• _Extracted text_:
A new study published in BMC Medicine models the potential health and economic impacts of adolescent/adult vaccination with the novel TB vaccine M72/AS01E and BCG-revaccination in India. Researchers from the London School of Hygiene and Tropical Medicine and Harvard T.H. Chan School of Public Health estimated reductions in tuberculosis cases and deaths from 2025-2050 using various scenarios for each vaccine compared to the no-new-vaccine baseline, as well as costs and cost-effectiveness from health-system and societal perspectives.
M72/AS01E scenarios were predicted to avert 40% more tuberculosis cases and deaths by 2050 compared to BCG-revaccination scenarios.
Cost-effectiveness ratios for M72/AS01E vaccines were around seven times higher than BCG-revaccination, but nearly all scenarios were cost-effective.
The estimated average incremental cost was US$190 million for M72/AS01E and US$23 million for BCG-revaccination per year.
Sources of uncertainty included whether M72/AS01E was efficacious in uninfected individuals at vaccination, and if BCG-revaccination could prevent disease.
The findings showed that M72/AS01E and BCG-revaccination could be impactful and cost-effective in India, though there is great uncertainty in impact, especially given the unknowns surrounding the mechanism of effect and infection status required for vaccine efficacy.

• _What you need to do_:
a – In the tuberculosis vaccine summary, what was the estimated average incremental cost per year for BCG-revaccination?
b – Condense the paragraph of the tuberculosis vaccine summary that begins "A new study published in BMC Medicine" into a short list that keeps its main facts.
c – According to the tuberculosis vaccine summary, why is there great uncertainty about the impact of the two vaccines?
The data after this text is not used for any of this work.

Region pointing data
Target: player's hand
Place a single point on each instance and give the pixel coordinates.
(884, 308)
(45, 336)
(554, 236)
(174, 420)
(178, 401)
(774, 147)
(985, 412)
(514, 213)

• _Responses by item number_:
a – US$23 million per year.

b –
- A study in BMC Medicine modeled the health and economic impacts of vaccinating adolescents and adults in India with M72/AS01E and with BCG-revaccination.
- The researchers came from the London School of Hygiene and Tropical Medicine and the Harvard T.H. Chan School of Public Health.
- They estimated reductions in tuberculosis cases and deaths from 2025 to 2050 under several scenarios for each vaccine, compared with a no-new-vaccine baseline.
- They also estimated costs and cost-effectiveness from health-system and societal perspectives.

c – The uncertainty comes from unknowns about how the vaccines work and what infection status is needed for them to be effective. In particular, it is unclear whether M72/AS01E works in people who are uninfected when vaccinated and whether BCG-revaccination can prevent disease.